■ Records to process ■
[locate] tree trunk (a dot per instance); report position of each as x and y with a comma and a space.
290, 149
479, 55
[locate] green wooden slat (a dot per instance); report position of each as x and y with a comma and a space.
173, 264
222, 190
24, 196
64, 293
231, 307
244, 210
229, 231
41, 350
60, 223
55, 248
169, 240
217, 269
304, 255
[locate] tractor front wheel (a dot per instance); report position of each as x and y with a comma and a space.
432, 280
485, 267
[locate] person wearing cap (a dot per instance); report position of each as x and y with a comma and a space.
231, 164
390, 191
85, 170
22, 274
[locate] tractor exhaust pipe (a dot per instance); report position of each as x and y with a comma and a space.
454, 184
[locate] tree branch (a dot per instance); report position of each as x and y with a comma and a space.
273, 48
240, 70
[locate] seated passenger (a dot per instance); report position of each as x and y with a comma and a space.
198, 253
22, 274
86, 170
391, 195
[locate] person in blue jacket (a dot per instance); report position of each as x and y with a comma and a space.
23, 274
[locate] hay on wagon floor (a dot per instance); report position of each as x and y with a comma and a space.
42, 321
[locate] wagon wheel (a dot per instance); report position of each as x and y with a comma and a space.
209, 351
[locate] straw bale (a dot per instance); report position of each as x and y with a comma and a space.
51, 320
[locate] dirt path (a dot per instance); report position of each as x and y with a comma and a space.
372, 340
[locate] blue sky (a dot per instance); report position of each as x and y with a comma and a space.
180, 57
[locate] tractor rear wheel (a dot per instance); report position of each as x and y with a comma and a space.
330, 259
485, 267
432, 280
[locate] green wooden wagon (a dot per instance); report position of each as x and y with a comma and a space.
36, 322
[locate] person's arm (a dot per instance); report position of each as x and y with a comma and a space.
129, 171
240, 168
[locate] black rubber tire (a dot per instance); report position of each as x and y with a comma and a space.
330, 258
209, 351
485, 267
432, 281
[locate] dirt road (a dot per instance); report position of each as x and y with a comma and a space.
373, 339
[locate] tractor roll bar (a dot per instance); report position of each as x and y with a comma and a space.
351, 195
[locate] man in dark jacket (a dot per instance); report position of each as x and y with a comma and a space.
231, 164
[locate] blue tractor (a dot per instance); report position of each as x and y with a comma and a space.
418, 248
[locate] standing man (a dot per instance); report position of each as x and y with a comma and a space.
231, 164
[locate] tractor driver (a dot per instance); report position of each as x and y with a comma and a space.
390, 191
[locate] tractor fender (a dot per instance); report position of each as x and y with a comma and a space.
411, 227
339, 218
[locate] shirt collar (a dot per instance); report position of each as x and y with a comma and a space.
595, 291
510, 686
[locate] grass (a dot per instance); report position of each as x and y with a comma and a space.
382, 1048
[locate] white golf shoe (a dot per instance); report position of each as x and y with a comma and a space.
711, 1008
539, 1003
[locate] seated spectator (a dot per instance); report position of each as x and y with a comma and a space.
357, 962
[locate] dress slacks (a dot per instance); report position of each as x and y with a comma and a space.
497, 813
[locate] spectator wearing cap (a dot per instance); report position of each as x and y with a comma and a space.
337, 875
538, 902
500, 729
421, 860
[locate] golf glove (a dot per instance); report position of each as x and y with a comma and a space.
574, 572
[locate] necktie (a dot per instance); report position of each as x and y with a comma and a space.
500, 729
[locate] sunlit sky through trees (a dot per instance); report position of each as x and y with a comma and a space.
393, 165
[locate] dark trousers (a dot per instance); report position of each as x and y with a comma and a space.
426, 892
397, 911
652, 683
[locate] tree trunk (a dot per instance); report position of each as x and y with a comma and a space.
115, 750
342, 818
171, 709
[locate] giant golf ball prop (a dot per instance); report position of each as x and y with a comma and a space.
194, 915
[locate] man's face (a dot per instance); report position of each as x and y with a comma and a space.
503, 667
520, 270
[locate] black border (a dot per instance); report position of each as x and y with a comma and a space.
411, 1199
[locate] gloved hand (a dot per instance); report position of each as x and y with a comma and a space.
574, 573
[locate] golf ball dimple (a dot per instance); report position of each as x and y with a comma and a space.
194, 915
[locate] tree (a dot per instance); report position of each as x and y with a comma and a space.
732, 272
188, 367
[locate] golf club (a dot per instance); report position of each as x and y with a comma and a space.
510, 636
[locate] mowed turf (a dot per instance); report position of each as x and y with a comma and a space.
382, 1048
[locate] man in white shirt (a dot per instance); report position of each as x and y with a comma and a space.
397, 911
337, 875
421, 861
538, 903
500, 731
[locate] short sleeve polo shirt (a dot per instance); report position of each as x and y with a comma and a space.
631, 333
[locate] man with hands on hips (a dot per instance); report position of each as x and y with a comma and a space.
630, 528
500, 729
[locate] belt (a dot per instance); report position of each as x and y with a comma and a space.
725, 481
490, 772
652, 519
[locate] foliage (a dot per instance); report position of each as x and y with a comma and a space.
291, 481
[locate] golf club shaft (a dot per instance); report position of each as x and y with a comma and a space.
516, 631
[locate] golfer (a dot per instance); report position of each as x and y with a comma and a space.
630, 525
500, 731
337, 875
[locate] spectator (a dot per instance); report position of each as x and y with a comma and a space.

■ Given exercise ■
Reproduce every line of the material above word for word, leaving nothing out.

■ In response ■
[locate] tree trunk (a dot per instance); report position of each as x and y with a comma and a space.
290, 149
479, 55
[locate] green wooden slat (a dot per instance); report position of each as x and y with a comma and a space.
173, 264
222, 190
24, 196
64, 293
231, 307
244, 210
229, 231
41, 350
60, 223
55, 248
169, 240
217, 269
304, 255
[locate] tractor front wheel (a dot per instance); report position of each as x and y with a comma and a space.
432, 280
485, 267
[locate] person wearing cap (a dot per instance); report position of each as x and y with a comma and a space.
231, 164
390, 191
85, 170
22, 274
[locate] tractor exhaust pipe (a dot per instance); report position of each as x and y with a comma and a space.
454, 184
[locate] tree branch (a dot per instance); report position of each as x and y with a comma and a space.
273, 48
240, 70
[locate] seated passenger (a dot per instance); report position of each as x and y with a comma and a space.
198, 253
22, 274
86, 170
391, 195
[locate] person in blue jacket (a dot per instance); report position of each as x and y with a comma and a space.
23, 274
[locate] hay on wagon floor (a dot per instance); report position of each as x and y with a comma and a space.
42, 321
[locate] wagon wheel (a dot per instance); report position of each as x and y with a comma and a space.
209, 351
[locate] straw bale (a dot per instance); report position of each as x and y with a comma and a space.
51, 320
[locate] dirt path (a dot per instance); report position of each as x and y with a comma and a space.
372, 340
[locate] blue sky (a dot per instance); report position of each as x and y with a comma and a space.
180, 57
[locate] tractor rear wheel (a dot per instance); report position of each as x and y with a comma and a space.
330, 259
485, 267
432, 280
[locate] green wooden wagon (a dot per instance); report position of each as x and y with a comma and a space.
36, 322
[locate] person's arm (a dot per instance); report position of each as x and y with a comma and a space.
129, 171
240, 168
[locate] black rubber tire (a dot per instance); report position of each as x and y with a comma and a space.
330, 258
209, 351
485, 267
432, 281
[locate] dirt road (a dot per instance); report position of each as x and y with a comma and a space.
373, 339
[locate] tractor roll bar (a dot per instance); report position of each as x and y with a comma and a space.
351, 195
[locate] man in dark jacket (a dot per instance); report position of each as x and y with a comma and a space.
231, 164
[locate] blue tractor (a dot per instance); report position of each as x and y with a comma and a space.
418, 248
[locate] standing man (a dot per instance); report position of each as x and y with a comma and a space.
231, 164
[locate] tractor driver (a dot per instance); report position of each as x and y with a comma and a space.
390, 191
[locate] tractor fender (a dot per instance); report position of each as x and y with a comma and a space.
411, 227
339, 218
[locate] shirt collar (a dot per instance); report position of each as x and y with a comma and a space.
595, 291
510, 686
[locate] grass (a dot per instance); report position of each as x and y with a comma and a space.
382, 1048
[locate] white golf shoe (a dot per instance); report position of each as x and y with a comma and a space.
711, 1008
539, 1003
[locate] seated spectator (a dot per instance); report position of each as x and y with a comma and a space.
357, 962
[locate] dress slacks (a dot per instance); report position of each as x and y with a comma and a space.
497, 813
[locate] spectator wearing cap (a dot per instance); report position of each as x and y with a comma and a space.
337, 875
538, 902
500, 729
421, 860
[locate] golf glove (a dot per instance); report position of each as x and y with a comma and a space.
574, 572
[locate] necktie (a dot per instance); report position of each as x and y with a comma and a space.
500, 729
[locate] sunlit sky through trees (a dot per instance); report position of each as x and y with a comma and a space.
393, 165
[locate] dark trousers (a dot per instance); report position of each as x and y with a comma and a space.
426, 892
397, 911
652, 683
[locate] tree trunk (a dot per instance); report position of each as x and y with a comma and a space.
115, 750
342, 818
171, 709
[locate] giant golf ball prop (a dot per instance); report position of each as x and y with a comma and a space.
194, 915
[locate] man's face (a dot per instance); report position of each as x and y with a comma and a space.
503, 667
520, 270
[locate] black border (a dot per instance); report position of each as x and y with a comma and a space.
411, 1199
[locate] gloved hand (a dot per instance); report position of each as x and y with a comma and a space.
574, 573
[locate] golf ball dimple (a dot per instance); report position of each as x and y with a comma and a space.
194, 915
[locate] tree (a dot per instance); report position of each as x and y with a comma and a space.
732, 272
188, 367
[locate] golf club (a dot per instance); report position of each as x and y with a comma and a space.
510, 636
[locate] mowed turf (a dot per instance); report position of each as x and y with a comma and a space.
382, 1048
[locate] man in white shirt (a dot per instance); report position of each as x and y with a comma and a space.
397, 911
337, 875
421, 861
538, 903
500, 731
[locate] short sleeve polo shirt (a dot per instance); report position of each as x and y with a comma and a space.
631, 333
[locate] man with hands on hips (a dot per instance); report position of each as x and y with a comma and a space.
630, 528
500, 729
[locate] belt (a dot per instance); report position of each as x and y with a comma and a space.
725, 481
490, 772
652, 519
[locate] foliage (a dot per instance); report position of each as x and y with a comma and a space.
291, 481
[locate] golf club shaft (a dot per instance); report position of each as x and y with a comma and a space.
516, 631
[locate] golfer (a dot per instance); report position of each as x and y with a comma and a space.
630, 525
500, 731
337, 875
[locate] spectator (a dot per instance); report position of each as x and y with a comma and a space.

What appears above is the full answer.